**Source passage:**
····················
Superfund site cleanup finishes this summer
Reported on July 28, 2011
The debate over the toxic legacy of a 22-acre site on Motor Avenue resurfaced this summer, as Town of Oyster Bay officials consider proposals about what to build there.
Cleanup of the property, which is known as the Liberty Site, is on track to finish next month. The town board rezoned the property to allow recreational use at the July board meeting, leaving some residents campaigning for a pool and a community center and some worried about the site’s history of contamination.
“We don’t question the safety of the area,” said Bill Manton, head coach of Farmingdale Aquatics, a year-round, competitive swim program whose members have submitted a proposal asking for an aquatics center to be built on the site. “We think after all this, it is ok to be there,” he said.
Some residents disagree.
“I am an avid swimmer and would love to have a town pool in Farmingdale, but until facts are presented that prove a pool is safe from cancer producing chemical contamination, I cannot support that my tax dollars are used to build a pool at this location,” said Farmingdale resident Rosemarie Stauber.
Two decades ago the E.P.A. named the area a Superfund site for groundwater and soil contamination.
According to a report issued by the E.P.A. in 2011, the Liberty Aircraft Products Company produced aircraft parts there during World War II. After the war, the site was converted to an industrial park and later to a warehouse. Liberty and the other companies left behind a contaminated groundwater plume.
In 1986, the E.P.A. took the lead role in the $32 million cleanup, which involved creating a filtration system to remove the heavy metals and volatile organic compounds from the groundwater. Some of soil was also hauled from the site.
····················
**Study material:**
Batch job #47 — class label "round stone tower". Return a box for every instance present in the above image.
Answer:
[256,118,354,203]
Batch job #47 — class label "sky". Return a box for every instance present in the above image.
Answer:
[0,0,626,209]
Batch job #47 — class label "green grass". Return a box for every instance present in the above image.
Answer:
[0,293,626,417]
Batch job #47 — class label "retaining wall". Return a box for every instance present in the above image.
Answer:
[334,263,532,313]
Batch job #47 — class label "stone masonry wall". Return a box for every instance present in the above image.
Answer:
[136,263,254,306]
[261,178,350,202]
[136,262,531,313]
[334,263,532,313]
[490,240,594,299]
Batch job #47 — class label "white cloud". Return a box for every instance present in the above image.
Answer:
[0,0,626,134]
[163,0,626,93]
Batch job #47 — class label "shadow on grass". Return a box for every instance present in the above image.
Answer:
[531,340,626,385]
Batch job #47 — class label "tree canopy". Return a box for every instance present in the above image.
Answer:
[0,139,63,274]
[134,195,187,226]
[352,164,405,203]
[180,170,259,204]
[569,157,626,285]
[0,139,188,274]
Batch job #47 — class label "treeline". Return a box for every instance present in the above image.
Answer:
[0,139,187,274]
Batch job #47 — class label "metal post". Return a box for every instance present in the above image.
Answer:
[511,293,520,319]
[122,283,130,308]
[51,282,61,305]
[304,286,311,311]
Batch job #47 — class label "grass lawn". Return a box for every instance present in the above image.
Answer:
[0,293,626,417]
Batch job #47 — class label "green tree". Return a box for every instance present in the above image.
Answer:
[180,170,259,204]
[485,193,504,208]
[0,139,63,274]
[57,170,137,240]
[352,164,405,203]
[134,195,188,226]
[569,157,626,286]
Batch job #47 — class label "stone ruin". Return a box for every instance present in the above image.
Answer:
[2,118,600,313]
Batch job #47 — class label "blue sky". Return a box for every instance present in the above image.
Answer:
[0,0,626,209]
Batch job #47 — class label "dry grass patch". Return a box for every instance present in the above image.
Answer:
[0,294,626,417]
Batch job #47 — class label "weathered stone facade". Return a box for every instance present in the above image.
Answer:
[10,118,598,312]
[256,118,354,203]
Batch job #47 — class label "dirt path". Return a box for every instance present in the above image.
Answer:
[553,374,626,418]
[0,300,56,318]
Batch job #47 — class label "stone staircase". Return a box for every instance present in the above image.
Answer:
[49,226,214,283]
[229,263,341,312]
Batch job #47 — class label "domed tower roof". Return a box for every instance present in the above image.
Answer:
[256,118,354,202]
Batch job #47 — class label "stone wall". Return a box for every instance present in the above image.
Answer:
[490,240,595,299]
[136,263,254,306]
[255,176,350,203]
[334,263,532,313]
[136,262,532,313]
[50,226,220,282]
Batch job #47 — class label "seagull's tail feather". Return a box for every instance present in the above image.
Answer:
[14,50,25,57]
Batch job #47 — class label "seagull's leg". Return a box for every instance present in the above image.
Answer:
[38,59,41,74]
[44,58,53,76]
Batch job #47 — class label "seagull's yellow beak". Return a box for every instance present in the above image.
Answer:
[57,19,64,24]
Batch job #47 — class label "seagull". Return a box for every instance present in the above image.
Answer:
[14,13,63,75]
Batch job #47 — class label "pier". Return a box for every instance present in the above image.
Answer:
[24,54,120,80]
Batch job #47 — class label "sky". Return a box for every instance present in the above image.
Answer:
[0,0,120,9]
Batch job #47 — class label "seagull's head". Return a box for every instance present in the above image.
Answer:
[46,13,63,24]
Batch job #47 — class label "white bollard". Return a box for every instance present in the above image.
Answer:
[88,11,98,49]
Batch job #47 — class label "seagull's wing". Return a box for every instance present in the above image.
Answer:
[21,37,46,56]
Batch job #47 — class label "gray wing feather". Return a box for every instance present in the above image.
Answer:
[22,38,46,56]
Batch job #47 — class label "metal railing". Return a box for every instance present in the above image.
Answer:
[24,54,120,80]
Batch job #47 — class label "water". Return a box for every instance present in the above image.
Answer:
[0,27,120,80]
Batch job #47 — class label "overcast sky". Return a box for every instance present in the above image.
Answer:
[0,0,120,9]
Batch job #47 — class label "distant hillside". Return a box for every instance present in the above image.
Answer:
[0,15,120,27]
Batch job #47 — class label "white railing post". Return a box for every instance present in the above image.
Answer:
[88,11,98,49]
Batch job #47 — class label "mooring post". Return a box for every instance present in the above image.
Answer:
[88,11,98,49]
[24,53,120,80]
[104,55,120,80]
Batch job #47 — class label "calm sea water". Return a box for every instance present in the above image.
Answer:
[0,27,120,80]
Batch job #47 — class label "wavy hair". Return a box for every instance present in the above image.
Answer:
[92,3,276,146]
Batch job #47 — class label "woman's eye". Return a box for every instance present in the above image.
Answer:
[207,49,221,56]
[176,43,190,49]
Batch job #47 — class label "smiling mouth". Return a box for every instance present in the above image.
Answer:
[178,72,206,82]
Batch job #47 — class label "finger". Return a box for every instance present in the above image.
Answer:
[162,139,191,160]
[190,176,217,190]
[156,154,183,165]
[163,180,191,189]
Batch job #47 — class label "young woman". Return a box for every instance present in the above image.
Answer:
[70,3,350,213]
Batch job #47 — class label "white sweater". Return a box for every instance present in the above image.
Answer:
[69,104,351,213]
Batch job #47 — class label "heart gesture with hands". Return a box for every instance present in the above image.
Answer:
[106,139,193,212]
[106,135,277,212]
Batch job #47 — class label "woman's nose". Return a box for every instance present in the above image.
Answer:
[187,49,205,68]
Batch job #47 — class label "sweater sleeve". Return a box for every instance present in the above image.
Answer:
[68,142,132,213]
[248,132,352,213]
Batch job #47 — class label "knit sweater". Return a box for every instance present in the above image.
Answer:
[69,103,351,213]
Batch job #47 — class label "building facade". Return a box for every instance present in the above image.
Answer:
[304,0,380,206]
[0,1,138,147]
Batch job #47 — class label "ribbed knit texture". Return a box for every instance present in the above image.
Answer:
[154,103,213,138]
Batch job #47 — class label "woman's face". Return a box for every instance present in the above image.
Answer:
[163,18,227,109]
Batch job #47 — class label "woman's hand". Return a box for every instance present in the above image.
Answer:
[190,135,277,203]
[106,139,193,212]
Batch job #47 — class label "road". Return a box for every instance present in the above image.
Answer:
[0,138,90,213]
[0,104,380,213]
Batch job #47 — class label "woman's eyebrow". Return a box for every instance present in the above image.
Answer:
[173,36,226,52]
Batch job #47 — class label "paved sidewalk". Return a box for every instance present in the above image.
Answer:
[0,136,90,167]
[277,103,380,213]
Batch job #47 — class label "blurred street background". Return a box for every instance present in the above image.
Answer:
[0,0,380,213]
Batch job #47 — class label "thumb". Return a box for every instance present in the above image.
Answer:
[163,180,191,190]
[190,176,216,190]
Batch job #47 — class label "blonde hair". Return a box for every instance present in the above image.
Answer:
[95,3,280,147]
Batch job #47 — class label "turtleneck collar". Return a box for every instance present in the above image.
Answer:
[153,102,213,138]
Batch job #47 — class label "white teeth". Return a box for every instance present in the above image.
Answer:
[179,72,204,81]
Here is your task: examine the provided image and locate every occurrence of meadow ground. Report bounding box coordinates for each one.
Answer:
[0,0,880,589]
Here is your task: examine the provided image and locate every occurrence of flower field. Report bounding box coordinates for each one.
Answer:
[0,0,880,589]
····················
**Check your understanding:**
1. In the Liberty Site cleanup article, why won't Rosemarie Stauber support using her tax dollars for a pool at this location? Answer in one to three sentences.
2. Extend the article on the Liberty Site cleanup, starting after its final sentence.

**Outputs in order:**
1. She says she cannot support it until facts show that a pool there would be safe from cancer-producing chemical contamination. She would like a town pool in Farmingdale, but the site's history of contamination worries her.

2.
Ultimately, the E.P.A. plan only cleaned up the property to industrial standards. This became an issue in 2001 when the town announced its intention of acquiring the property and building recreational facilities there.
“The E.P.A. cleanup was the equivalent of having a dirty floor and putting a rug down,” said Town of Oyster Bay environmental consultant Hal Mayor. The town took over the next cleanup stage in 2002, spending $4 million to haul the rest of the soil from the site.
Health risks at the site are “no longer a worry,” Mayor said, since the water plume is not connected to any wells used by water districts and all the old soil is gone.
The last of that soil is being removed this summer and residents have brought proposals for a town pool, a community center and additional fields to the board.
Of the 22 acres adjacent to Allen Park, only 16 are viable for projects, since part of the area contains the underground filtration system.
“We are reluctant to put anything of an active nature over that area because if there ever is a problem and we have to get to it, we will have to completely disrupt that portion,” said town attorney Len Genova.
The town environmental consultant said it wouldn’t be an issue of safety, but of costs, to build a pool there.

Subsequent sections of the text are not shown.